**Задания:**
1. Чей совет о том, когда садиться писать, приводится в интервью о писательстве?
2. Перепечатайте из интервью о писательстве отрывок, который начинается со слов «Пиши рьяно, редактируй» и заканчивается словами «пишете ровно так?».

**Статья:**
════
Пиши рьяно, редактируй резво — страница 21 из 42


– И куда идти за техникой? В литшколы или вглубь себя?

– В литшколы не верю совсем, простите, но, возможно, чисто из-за нехватки опыта. Надо учиться у великих и любимых. Читать, сравнивать, анализировать, примерять их приемы и подходы и искать собственный фасон. Всегда.


– Лев Толстой советовал: «Только тогда, когда невмоготу уже терпеть, когда вы, что называется, готовы лопнуть, – садитесь и пишите. Наверное, напишете что-нибудь хорошее». Вы, судя по вашим интервью, пишете ровно так?

– Так точно. Мы со Львом Николаевичем серьезно расходимся как в эстетических вопросах, так и в масштабах (он гений и титан, а я нет), но по этому вопросу я полностью с ним согласен. Лишь с той оговоркой, что предпочел бы сачковать и под страхом лопнуть, – но что-то не получается, увы.
════
**Фрагменты записей:**
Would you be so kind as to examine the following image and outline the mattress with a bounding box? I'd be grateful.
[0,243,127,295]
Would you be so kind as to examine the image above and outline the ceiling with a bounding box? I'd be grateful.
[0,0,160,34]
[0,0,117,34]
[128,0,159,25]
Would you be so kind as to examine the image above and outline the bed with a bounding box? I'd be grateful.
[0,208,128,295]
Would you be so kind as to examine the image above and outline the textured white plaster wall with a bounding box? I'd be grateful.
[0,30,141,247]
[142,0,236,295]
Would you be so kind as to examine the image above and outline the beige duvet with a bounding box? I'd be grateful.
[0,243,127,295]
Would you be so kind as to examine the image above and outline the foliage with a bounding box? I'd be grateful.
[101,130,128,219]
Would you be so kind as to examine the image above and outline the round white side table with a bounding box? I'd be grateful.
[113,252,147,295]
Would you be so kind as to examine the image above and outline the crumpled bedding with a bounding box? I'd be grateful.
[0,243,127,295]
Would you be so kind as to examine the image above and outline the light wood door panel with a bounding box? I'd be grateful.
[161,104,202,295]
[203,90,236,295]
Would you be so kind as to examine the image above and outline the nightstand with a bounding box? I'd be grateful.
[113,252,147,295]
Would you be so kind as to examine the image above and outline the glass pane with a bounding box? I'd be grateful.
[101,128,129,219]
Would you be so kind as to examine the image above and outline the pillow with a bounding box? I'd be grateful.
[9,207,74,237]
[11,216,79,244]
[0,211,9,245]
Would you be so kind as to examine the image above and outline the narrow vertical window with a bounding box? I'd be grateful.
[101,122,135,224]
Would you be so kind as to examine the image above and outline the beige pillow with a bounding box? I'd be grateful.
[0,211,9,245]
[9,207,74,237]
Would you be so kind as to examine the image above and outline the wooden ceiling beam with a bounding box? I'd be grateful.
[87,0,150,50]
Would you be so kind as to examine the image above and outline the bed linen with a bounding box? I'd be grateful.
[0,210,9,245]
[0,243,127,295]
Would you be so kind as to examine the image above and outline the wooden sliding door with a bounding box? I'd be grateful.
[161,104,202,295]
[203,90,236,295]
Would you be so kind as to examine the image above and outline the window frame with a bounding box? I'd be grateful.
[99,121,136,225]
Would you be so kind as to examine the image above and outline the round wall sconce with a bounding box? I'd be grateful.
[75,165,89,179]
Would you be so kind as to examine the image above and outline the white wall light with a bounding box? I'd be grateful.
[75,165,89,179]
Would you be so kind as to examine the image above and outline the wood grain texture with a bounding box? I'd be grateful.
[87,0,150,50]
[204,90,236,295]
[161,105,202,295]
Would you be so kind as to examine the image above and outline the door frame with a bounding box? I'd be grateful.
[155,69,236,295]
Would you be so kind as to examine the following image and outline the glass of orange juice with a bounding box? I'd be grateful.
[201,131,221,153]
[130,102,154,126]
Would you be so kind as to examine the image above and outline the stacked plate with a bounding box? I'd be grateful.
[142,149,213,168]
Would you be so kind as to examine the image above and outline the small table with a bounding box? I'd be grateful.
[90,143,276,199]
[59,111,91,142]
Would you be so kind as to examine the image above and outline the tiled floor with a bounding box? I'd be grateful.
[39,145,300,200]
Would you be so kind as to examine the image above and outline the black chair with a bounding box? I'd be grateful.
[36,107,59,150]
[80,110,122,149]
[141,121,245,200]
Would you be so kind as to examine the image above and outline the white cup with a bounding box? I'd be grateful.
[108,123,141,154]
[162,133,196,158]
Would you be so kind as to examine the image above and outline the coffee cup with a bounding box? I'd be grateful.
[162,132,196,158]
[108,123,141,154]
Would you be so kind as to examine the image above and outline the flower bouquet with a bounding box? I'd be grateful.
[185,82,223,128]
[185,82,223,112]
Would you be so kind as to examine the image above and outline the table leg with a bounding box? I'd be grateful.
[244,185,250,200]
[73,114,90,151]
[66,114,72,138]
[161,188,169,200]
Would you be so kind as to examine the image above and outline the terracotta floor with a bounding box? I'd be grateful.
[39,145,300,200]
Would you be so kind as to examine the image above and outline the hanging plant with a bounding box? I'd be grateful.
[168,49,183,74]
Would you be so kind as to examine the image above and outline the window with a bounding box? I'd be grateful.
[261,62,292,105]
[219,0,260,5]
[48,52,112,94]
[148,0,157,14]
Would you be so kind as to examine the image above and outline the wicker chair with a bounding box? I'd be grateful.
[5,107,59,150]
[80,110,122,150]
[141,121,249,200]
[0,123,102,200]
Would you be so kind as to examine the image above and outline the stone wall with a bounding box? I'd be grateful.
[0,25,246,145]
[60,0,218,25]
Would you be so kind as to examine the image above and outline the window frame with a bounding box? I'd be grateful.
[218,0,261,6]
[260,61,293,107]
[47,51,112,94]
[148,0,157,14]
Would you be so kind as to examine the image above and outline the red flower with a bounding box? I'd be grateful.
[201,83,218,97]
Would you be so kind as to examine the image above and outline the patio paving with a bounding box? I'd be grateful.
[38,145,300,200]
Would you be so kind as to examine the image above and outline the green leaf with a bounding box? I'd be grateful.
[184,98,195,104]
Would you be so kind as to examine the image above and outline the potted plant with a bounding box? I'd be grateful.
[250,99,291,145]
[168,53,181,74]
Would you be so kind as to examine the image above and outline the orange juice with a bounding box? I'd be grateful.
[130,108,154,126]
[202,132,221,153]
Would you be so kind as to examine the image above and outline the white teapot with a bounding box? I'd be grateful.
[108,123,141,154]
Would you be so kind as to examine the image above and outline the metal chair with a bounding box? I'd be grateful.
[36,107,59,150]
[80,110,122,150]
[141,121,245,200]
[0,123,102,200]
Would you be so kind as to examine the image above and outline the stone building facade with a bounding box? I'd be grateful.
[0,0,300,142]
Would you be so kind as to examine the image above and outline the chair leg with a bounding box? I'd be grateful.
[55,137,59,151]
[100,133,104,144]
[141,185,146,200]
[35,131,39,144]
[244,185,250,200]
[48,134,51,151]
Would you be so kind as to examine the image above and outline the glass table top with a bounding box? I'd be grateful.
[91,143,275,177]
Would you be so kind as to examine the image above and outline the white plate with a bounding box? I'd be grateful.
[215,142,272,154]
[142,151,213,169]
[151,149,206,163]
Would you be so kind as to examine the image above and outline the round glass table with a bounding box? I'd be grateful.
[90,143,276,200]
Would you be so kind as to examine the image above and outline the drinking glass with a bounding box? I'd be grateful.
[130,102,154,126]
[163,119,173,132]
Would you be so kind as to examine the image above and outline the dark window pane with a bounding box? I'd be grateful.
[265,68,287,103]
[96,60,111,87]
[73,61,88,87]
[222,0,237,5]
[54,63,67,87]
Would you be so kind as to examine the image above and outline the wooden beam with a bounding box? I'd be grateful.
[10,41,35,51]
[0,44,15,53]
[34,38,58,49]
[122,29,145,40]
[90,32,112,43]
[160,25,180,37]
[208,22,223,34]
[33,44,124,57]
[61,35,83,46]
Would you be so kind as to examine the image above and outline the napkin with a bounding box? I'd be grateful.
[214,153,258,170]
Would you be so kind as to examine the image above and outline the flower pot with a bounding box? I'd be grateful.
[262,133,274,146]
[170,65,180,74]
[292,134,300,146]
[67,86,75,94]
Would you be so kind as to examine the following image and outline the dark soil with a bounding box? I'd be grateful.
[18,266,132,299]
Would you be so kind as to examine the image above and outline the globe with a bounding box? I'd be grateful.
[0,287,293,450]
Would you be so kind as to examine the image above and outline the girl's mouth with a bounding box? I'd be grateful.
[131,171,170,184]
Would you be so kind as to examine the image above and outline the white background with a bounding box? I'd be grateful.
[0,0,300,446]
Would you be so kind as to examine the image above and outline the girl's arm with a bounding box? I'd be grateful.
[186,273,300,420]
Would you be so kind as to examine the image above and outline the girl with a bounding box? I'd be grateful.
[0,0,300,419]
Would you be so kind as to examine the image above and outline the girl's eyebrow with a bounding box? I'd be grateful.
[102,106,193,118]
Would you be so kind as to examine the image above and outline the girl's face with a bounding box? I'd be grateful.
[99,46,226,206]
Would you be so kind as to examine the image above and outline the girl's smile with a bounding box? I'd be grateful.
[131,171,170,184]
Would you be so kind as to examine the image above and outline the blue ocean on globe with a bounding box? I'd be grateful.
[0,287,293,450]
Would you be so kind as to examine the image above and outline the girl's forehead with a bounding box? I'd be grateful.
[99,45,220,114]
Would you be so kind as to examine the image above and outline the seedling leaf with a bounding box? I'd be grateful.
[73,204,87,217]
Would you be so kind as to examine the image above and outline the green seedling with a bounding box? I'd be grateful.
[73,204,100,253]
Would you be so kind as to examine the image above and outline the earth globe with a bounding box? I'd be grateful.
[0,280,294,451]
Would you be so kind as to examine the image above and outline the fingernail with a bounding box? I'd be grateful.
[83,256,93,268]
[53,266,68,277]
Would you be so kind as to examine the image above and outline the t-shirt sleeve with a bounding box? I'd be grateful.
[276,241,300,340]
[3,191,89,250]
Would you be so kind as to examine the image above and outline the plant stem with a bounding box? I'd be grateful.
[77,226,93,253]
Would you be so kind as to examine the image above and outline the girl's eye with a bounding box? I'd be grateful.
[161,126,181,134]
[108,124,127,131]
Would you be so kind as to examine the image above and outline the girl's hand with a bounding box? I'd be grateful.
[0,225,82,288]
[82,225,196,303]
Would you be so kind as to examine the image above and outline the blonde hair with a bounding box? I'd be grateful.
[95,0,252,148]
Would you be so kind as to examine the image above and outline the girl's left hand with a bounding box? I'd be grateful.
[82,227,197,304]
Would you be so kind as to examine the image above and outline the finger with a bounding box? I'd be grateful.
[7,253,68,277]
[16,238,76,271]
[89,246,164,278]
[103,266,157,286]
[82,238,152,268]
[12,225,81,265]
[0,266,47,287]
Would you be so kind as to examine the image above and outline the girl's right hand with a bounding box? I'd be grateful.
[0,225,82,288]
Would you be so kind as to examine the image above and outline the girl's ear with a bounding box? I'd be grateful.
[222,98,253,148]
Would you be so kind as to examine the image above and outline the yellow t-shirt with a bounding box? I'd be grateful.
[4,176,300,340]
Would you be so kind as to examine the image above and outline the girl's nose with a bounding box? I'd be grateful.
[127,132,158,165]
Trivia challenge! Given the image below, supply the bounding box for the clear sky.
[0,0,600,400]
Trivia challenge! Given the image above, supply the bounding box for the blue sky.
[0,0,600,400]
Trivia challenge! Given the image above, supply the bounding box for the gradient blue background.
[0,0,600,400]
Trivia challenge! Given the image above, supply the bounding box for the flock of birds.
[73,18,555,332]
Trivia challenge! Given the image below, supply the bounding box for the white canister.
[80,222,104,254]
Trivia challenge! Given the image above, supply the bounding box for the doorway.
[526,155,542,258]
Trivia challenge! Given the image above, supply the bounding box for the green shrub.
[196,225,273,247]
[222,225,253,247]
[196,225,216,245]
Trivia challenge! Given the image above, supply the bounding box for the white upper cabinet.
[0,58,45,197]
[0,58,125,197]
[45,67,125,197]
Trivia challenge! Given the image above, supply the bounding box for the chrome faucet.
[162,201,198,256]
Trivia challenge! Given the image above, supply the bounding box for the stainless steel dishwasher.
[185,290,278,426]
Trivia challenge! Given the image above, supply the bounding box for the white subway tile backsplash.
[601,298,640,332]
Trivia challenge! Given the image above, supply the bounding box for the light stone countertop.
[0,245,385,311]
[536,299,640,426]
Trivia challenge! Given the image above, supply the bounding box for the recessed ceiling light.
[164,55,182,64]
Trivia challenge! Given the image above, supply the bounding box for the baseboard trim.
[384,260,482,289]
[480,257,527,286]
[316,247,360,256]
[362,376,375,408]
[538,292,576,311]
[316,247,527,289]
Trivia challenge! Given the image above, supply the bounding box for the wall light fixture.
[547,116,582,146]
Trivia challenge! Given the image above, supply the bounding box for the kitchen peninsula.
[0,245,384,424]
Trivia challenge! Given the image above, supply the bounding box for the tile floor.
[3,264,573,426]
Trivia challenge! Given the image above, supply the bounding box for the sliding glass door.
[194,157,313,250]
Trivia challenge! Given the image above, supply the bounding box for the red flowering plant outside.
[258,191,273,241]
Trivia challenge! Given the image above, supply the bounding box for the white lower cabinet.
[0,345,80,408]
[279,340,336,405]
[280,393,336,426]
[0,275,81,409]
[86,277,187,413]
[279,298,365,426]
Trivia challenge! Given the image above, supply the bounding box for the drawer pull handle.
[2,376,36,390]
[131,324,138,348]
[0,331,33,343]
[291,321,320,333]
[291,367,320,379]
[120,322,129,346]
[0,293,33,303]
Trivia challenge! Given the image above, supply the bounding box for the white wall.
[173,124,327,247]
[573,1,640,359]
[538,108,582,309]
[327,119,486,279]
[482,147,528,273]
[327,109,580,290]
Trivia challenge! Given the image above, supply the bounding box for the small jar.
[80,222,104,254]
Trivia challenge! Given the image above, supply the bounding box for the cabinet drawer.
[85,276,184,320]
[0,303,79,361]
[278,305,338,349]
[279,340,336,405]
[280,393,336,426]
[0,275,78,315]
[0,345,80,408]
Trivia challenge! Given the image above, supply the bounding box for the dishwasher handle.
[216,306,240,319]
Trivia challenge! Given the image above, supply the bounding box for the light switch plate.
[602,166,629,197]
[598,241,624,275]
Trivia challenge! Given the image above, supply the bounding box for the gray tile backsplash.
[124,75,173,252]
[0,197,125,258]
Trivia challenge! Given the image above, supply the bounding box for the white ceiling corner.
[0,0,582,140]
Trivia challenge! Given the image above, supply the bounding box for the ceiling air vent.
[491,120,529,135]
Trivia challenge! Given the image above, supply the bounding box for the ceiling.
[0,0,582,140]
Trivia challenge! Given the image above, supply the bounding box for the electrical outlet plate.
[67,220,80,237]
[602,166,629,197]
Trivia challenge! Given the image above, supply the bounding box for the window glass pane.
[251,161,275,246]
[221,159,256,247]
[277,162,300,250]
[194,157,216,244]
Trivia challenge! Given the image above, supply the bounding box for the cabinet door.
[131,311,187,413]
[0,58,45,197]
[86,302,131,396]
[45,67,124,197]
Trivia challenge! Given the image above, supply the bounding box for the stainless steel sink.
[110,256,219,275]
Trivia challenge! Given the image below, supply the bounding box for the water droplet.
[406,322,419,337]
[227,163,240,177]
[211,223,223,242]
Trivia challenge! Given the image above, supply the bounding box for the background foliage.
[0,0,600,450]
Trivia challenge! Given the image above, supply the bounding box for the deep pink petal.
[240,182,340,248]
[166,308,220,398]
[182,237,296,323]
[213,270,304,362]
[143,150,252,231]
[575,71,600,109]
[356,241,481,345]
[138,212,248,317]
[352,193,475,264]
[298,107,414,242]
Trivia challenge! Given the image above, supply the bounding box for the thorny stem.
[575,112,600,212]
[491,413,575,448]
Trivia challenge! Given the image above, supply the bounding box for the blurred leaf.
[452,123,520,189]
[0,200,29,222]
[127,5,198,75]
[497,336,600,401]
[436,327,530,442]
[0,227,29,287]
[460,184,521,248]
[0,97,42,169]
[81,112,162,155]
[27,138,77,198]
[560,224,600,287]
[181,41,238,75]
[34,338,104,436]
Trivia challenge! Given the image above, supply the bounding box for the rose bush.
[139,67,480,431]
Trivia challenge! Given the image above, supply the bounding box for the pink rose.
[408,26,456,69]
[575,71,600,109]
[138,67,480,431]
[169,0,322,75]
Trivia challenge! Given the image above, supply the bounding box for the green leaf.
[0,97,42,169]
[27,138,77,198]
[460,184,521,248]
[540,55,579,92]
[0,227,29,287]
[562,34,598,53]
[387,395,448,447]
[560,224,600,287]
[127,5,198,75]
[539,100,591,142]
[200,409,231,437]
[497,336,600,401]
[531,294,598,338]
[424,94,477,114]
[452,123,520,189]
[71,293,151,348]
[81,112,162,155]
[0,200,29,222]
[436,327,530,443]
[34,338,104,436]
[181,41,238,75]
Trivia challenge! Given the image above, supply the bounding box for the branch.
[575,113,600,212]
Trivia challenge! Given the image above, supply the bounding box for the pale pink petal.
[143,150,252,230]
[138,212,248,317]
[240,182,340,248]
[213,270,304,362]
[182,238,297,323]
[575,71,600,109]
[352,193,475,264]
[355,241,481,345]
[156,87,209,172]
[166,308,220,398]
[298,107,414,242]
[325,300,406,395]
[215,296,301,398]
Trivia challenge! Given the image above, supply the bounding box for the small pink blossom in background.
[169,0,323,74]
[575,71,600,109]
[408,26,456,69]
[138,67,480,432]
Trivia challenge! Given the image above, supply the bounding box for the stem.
════
**Ответы к заданиям:**
1. Льва Толстого.

2.
Пиши рьяно, редактируй резво — страница 21 из 42


– И куда идти за техникой? В литшколы или вглубь себя?

– В литшколы не верю совсем, простите, но, возможно, чисто из-за нехватки опыта. Надо учиться у великих и любимых. Читать, сравнивать, анализировать, примерять их приемы и подходы и искать собственный фасон. Всегда.


– Лев Толстой советовал: «Только тогда, когда невмоготу уже терпеть, когда вы, что называется, готовы лопнуть, – садитесь и пишите. Наверное, напишете что-нибудь хорошее». Вы, судя по вашим интервью, пишете ровно так?